[Source data]
*-*-*

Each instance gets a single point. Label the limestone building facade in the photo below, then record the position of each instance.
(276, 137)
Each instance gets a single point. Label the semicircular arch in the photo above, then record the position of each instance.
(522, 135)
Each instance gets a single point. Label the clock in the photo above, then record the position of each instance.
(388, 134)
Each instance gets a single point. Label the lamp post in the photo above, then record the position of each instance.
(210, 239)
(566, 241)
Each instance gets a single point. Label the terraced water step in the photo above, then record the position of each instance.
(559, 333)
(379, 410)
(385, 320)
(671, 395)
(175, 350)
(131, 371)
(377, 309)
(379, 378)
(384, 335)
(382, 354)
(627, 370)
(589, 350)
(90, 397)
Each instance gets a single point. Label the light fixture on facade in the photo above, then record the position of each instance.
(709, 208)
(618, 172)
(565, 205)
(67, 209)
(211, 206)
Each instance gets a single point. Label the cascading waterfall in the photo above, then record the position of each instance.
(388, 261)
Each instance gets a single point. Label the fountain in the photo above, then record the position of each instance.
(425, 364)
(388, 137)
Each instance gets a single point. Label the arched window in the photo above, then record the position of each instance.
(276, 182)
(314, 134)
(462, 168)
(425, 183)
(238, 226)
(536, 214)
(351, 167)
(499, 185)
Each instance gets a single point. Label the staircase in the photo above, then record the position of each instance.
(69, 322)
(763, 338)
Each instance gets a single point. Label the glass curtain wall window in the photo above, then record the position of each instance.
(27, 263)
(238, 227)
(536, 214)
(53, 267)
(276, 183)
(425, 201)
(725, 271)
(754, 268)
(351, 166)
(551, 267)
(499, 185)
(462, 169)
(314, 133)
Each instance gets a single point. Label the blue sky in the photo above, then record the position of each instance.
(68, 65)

*-*-*

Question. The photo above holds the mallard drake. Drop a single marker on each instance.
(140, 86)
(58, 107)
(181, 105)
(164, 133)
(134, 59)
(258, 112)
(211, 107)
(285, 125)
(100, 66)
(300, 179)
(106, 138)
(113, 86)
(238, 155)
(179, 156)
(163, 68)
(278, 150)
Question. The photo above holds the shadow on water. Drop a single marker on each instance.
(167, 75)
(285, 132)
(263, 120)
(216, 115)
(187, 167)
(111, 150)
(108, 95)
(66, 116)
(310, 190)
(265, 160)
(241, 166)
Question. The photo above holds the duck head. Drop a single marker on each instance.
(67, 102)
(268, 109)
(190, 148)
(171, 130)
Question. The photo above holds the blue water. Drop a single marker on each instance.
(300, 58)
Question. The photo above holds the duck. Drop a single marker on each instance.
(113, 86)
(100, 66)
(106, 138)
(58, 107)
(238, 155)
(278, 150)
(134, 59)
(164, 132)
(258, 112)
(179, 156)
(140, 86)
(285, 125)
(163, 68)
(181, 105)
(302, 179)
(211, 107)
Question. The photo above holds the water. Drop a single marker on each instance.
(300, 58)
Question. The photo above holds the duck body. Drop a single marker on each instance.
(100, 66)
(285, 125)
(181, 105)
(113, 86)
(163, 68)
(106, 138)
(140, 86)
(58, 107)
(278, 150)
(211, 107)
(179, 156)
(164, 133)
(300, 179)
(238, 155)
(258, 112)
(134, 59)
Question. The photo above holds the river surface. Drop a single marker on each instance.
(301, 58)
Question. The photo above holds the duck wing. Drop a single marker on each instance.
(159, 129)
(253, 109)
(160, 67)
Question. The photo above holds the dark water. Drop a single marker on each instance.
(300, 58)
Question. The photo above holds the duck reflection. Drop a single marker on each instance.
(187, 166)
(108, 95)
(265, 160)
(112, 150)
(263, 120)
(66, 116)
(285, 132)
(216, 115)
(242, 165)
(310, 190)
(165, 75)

*-*-*

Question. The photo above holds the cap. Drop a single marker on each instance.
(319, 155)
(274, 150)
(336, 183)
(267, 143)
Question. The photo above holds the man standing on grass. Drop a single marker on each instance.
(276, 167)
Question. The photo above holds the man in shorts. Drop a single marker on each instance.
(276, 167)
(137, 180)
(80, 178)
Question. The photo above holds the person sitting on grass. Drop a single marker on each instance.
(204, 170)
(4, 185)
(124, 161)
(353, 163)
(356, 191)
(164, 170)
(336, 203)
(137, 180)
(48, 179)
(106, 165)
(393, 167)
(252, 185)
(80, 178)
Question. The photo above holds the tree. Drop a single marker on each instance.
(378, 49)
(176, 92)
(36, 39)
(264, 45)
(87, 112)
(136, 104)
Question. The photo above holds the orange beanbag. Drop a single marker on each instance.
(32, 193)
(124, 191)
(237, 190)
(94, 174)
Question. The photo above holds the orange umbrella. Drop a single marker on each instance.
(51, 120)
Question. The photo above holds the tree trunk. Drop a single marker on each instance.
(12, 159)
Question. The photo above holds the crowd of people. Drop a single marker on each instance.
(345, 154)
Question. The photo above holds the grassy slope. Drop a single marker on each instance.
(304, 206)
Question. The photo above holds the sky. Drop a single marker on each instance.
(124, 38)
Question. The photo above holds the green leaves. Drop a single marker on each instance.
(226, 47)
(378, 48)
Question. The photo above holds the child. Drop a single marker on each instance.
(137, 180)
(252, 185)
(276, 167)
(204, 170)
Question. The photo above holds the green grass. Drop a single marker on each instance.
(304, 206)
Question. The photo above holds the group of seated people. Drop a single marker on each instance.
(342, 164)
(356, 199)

*-*-*

**STATED PROBLEM**
Please gather every line in the entries above that contains the word "facade". Case counts.

**WRITTEN SOLUTION**
Each instance gets a single point. Label the limestone building facade in the photo below, then record the position of each instance.
Each instance gets a single point. Label the light fixture on facade in the photo above, then record the position of each instance.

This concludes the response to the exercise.